Problem to solve => Can you give all the records again without altering a single character?

Input for this task =>
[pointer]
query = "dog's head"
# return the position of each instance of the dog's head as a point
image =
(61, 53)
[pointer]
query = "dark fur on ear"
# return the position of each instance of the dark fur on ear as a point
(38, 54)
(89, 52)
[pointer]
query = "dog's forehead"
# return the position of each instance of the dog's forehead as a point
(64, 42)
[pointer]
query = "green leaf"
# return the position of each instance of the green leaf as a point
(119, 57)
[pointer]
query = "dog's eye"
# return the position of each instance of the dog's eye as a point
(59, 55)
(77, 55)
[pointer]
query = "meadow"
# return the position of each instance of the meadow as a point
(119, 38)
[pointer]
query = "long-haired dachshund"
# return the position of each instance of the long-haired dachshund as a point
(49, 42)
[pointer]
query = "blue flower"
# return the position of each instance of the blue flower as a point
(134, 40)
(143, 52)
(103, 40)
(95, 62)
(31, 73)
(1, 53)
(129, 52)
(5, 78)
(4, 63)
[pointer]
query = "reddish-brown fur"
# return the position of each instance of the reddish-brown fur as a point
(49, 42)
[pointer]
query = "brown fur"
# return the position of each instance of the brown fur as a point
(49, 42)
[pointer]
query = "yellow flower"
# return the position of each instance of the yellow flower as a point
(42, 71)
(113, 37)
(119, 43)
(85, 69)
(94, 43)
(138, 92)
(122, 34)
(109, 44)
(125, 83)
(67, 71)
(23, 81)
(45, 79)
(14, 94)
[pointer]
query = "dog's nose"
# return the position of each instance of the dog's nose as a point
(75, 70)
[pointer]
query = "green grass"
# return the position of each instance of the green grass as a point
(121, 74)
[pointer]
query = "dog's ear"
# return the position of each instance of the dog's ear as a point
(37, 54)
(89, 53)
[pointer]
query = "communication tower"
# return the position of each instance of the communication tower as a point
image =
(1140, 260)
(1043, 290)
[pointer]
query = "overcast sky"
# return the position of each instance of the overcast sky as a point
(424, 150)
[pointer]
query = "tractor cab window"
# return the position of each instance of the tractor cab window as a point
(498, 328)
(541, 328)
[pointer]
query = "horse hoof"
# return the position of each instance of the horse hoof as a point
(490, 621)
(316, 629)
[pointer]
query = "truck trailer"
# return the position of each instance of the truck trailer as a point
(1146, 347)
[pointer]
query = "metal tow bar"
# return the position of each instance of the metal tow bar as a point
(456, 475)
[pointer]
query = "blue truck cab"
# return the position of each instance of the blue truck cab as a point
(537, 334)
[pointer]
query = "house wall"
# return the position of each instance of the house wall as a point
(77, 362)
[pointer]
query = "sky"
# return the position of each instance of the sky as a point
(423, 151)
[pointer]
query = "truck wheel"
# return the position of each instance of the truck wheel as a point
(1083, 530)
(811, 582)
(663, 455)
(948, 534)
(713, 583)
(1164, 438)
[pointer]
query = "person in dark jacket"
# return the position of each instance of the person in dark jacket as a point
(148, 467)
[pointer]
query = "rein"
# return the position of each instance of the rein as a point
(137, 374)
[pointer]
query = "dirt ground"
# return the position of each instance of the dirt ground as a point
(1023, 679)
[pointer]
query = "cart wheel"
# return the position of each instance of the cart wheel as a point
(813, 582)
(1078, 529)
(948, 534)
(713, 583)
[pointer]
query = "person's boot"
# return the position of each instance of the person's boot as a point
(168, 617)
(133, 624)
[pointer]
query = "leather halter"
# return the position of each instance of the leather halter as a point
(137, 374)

Written response =>
[pointer]
query = "dog's head"
# return the position of each instance of the dog's head as a point
image =
(61, 53)
[pointer]
query = "dark fur on ear"
# return the position of each instance of the dark fur on ear as a point
(38, 54)
(89, 52)
[pointer]
query = "dog's forehead"
# return the position of each instance of the dog's forehead as a point
(64, 42)
[pointer]
query = "green leaf"
# return the position of each instance of the green leaf as a point
(119, 57)
[pointer]
query = "dog's eye"
# return the position of each instance of the dog's eye as a point
(59, 55)
(77, 55)
[pointer]
query = "meadow"
# return the position of each instance of the meadow as a point
(119, 38)
[pointer]
query = "long-haired dachshund"
# return the position of each instance of the long-haired dachshund as a point
(49, 42)
[pointer]
query = "blue flower"
# return the position of each instance of the blue flower as a point
(134, 40)
(143, 52)
(103, 40)
(95, 62)
(31, 73)
(1, 53)
(129, 52)
(5, 78)
(4, 63)
[pointer]
query = "reddish-brown fur"
# return the position of each instance of the reddish-brown fur as a point
(49, 42)
[pointer]
query = "brown fur"
# return the position of each instance of the brown fur as a point
(49, 42)
[pointer]
query = "yellow flower"
# return the position of each instance of the yellow flower as a point
(42, 71)
(113, 37)
(119, 43)
(85, 69)
(94, 43)
(138, 92)
(122, 34)
(109, 44)
(125, 83)
(67, 71)
(23, 81)
(45, 79)
(14, 94)
[pointer]
query = "dog's nose"
# return the position of each instance of the dog's nose as a point
(75, 70)
[pointer]
query = "green grass"
# return the position of each instance of the green grass as a point
(121, 74)
[pointer]
query = "dog's ear"
# return the position of each instance of the dog's ear as a point
(37, 54)
(89, 53)
[pointer]
query = "communication tower"
# return the position of each instance of the communication tower as a point
image =
(1140, 260)
(1043, 290)
[pointer]
query = "overcast sky"
# return the position of each instance of the overcast sky as a point
(424, 150)
[pointer]
query = "tractor cab window"
# return the position of each instance of the tractor cab window as a point
(498, 328)
(541, 328)
[pointer]
query = "horse hoof"
# return the position of each instance of the horse hoof as a point
(490, 621)
(316, 629)
[pointer]
query = "truck trailer"
# return the position of each instance of the truck trailer as a point
(1146, 347)
[pointer]
query = "metal tow bar"
# return the position of each instance of the metal tow bar as a point
(456, 475)
[pointer]
query = "blue truck cab"
# return the position of each instance of the blue truck cab as a point
(537, 334)
[pointer]
query = "house wall"
# return the position of each instance of the house wall as a point
(77, 362)
[pointer]
query = "sky"
# return the position of each instance of the sky as a point
(423, 151)
[pointer]
query = "truck wheel"
# return the position of each instance of the truck wheel as a point
(1083, 530)
(811, 582)
(663, 455)
(948, 534)
(713, 583)
(1164, 438)
[pointer]
query = "person in dark jacket"
# return the position of each instance of the person in dark jacket as a point
(148, 467)
[pointer]
query = "rein"
# return the position of each instance of the rein as a point
(137, 374)
[pointer]
query = "dirt ground"
# return the position of each instance of the dirt ground as a point
(1023, 679)
[pointer]
query = "cart wheel"
# return the position of each instance of the cart wheel as a point
(813, 582)
(1078, 529)
(948, 534)
(713, 583)
[pointer]
query = "person's boot"
# return the position of each instance of the person's boot as a point
(168, 617)
(133, 624)
[pointer]
query = "leather halter"
# return the position of each instance of the leather halter as a point
(137, 374)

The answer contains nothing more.